**Set exercise:**
The line containing "the helicopter cockpit" and every line after it, through the last, are to be extracted exactly; no other lines belong in the answer.

**Raw records:**
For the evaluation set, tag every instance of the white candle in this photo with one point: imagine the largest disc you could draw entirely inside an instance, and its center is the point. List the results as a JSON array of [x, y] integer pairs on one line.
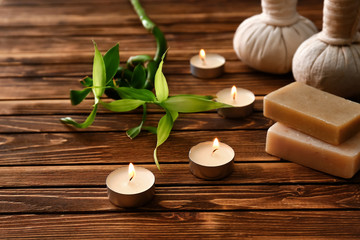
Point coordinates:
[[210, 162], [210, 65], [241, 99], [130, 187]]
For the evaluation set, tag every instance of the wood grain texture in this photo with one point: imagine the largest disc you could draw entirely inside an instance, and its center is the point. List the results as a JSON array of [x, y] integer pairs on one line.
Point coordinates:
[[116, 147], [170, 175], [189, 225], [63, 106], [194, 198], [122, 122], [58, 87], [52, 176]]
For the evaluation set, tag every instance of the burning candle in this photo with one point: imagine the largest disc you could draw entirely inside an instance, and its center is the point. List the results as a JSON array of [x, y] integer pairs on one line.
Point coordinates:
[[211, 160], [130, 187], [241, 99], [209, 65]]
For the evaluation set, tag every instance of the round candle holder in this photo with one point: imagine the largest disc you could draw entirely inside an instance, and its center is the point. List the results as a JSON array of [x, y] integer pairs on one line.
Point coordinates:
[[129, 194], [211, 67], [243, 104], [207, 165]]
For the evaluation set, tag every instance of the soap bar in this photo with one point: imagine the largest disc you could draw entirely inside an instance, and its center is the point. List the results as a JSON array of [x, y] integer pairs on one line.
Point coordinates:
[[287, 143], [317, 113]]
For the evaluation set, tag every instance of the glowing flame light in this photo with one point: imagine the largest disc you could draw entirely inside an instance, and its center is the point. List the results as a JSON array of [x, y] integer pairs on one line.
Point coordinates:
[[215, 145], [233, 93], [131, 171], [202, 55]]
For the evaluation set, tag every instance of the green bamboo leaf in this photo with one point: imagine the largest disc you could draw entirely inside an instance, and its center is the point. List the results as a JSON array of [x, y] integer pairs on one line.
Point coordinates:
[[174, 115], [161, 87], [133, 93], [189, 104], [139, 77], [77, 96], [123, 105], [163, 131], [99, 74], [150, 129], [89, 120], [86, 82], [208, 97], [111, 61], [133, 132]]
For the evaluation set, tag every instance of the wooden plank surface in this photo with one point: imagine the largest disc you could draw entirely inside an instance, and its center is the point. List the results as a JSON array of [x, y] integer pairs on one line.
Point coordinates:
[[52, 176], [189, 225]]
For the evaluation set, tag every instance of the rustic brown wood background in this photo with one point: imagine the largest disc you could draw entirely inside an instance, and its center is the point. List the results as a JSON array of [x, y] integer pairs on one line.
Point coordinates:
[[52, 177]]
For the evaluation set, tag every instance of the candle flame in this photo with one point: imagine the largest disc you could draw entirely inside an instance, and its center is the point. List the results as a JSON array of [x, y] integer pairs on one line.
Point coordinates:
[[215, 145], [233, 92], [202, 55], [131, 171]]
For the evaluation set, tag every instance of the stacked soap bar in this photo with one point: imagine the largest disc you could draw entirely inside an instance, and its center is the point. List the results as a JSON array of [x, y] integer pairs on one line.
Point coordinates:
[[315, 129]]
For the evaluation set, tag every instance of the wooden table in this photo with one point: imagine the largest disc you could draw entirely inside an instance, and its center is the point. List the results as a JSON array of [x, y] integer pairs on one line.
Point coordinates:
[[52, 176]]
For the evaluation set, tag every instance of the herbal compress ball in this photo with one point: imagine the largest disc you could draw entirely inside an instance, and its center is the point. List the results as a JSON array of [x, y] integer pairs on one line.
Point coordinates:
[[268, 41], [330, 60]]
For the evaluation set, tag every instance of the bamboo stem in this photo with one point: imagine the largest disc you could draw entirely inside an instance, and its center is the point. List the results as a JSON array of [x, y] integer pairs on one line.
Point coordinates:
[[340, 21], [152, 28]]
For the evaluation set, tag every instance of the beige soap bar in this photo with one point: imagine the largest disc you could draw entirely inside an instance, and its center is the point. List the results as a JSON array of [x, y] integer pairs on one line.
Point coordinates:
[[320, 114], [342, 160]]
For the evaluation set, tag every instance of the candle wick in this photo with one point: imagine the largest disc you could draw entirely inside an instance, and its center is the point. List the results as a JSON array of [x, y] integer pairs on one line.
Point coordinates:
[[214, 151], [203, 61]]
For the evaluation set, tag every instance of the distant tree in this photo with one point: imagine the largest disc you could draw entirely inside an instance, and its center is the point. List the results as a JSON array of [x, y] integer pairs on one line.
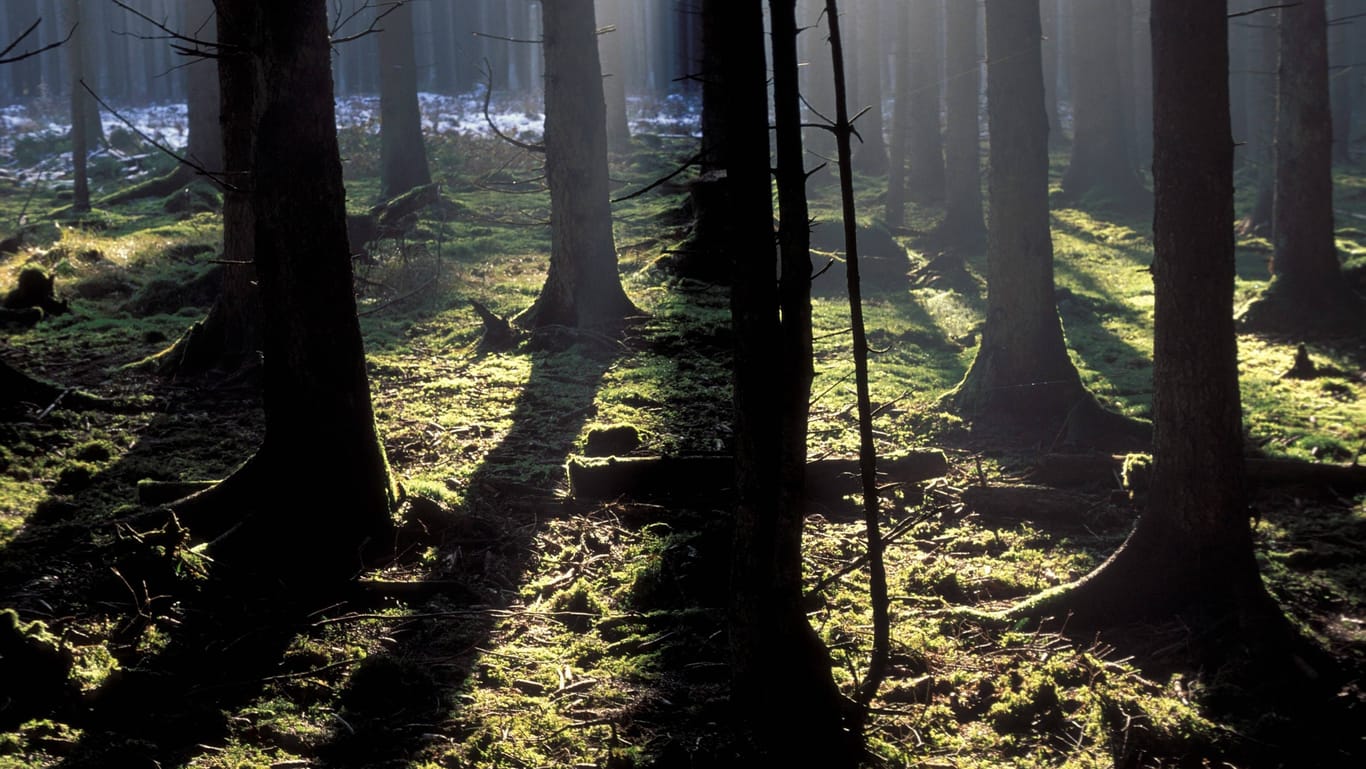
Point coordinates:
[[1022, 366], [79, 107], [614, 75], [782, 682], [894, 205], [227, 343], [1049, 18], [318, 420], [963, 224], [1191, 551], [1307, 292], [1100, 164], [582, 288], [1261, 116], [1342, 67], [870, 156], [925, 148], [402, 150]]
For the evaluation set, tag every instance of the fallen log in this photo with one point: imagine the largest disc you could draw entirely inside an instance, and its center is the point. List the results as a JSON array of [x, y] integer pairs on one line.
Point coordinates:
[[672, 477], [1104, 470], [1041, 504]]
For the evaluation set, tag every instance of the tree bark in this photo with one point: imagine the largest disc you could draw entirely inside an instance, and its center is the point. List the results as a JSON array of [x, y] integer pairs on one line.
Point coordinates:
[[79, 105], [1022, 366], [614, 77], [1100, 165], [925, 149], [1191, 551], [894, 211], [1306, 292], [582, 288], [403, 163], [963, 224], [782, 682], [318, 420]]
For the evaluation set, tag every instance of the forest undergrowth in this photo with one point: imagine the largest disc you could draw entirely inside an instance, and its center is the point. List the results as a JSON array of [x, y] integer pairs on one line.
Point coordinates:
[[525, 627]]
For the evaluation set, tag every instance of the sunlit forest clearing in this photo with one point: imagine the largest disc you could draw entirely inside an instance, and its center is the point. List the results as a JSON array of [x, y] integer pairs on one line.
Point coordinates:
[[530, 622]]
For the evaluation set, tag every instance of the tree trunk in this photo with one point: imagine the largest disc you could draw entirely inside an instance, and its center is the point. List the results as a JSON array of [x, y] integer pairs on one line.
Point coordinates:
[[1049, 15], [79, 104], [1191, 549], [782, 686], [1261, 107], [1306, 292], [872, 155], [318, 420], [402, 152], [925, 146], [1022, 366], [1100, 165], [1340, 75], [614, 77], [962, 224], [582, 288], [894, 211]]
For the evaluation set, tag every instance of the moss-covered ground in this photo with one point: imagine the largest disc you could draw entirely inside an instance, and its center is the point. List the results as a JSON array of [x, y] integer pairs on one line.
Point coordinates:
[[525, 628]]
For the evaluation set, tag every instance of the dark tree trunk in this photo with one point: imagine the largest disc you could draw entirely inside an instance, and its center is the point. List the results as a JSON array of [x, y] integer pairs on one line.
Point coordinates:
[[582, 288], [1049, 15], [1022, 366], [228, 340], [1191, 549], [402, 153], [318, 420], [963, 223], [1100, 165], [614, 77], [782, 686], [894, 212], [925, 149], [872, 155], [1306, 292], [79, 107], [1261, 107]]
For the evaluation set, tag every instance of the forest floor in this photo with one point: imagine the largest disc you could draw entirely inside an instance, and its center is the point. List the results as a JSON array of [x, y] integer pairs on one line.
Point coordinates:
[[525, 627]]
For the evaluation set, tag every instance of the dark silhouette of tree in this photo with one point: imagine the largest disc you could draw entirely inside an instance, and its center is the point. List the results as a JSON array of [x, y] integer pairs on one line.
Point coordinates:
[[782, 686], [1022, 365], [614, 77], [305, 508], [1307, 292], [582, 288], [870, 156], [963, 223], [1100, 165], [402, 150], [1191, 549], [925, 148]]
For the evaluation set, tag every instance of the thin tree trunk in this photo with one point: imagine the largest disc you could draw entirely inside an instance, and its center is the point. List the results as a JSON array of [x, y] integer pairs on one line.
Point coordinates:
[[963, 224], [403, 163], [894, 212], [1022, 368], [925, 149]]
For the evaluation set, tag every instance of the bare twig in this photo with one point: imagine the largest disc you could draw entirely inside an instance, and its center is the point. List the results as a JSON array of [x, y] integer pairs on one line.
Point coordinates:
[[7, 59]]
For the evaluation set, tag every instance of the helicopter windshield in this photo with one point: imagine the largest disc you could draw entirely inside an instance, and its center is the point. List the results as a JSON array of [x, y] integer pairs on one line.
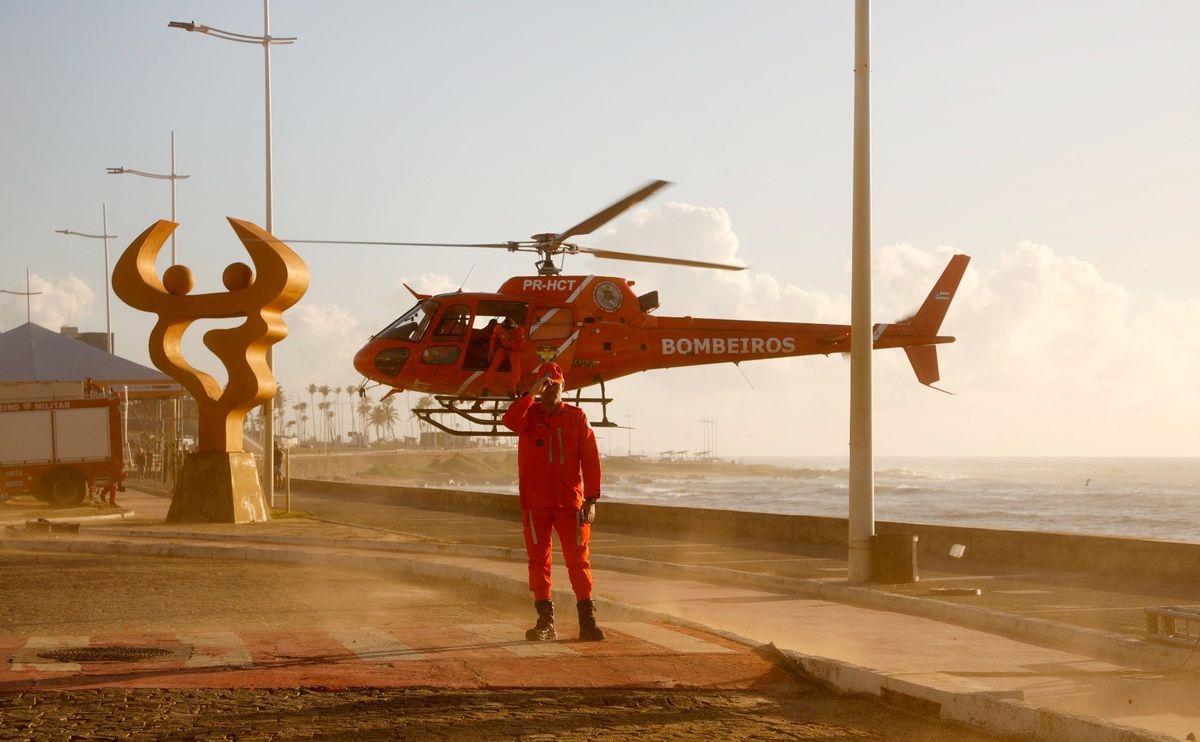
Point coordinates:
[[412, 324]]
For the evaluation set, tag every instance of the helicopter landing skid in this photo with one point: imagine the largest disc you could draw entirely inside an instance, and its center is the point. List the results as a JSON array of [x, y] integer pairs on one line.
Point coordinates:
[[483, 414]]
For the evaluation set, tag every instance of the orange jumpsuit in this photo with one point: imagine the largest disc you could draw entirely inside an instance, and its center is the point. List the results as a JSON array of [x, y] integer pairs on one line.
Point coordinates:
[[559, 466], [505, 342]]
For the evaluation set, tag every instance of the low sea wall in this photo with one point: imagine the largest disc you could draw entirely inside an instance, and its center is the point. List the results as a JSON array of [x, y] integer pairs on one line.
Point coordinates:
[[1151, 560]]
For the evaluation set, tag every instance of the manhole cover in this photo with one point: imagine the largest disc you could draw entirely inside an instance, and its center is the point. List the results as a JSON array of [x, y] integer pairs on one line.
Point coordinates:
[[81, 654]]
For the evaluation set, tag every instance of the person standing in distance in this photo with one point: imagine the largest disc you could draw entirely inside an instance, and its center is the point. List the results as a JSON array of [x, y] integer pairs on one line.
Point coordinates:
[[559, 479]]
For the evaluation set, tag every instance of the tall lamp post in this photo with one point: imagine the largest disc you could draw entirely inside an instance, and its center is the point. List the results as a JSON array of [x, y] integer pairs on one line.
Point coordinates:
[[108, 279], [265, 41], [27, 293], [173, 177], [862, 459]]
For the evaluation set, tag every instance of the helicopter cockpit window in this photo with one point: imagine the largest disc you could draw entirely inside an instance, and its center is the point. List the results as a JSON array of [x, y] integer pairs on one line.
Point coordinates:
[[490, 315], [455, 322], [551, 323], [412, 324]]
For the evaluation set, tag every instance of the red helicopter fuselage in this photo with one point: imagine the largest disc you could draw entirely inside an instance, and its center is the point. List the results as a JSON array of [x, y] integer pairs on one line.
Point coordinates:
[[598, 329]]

**Output of the exercise:**
For the evaluation set, tag every instance of the helicopter cockpit window in this photo with one point: imagine the largest disc you could draw entirely inside an instance, and its center is the point. List the results as a JSON array of [x, y] integer pairs on one line.
Point coordinates:
[[490, 315], [455, 322], [551, 323], [412, 324]]
For the evaluation set, tag every instance of the red helicopter fuselage in this photo with one point: imagine the largest disc you could draw entirely inside an instance, and its center is the point. List the results as a JSON array of [x, y] integer pairs on one line.
Point coordinates:
[[598, 329]]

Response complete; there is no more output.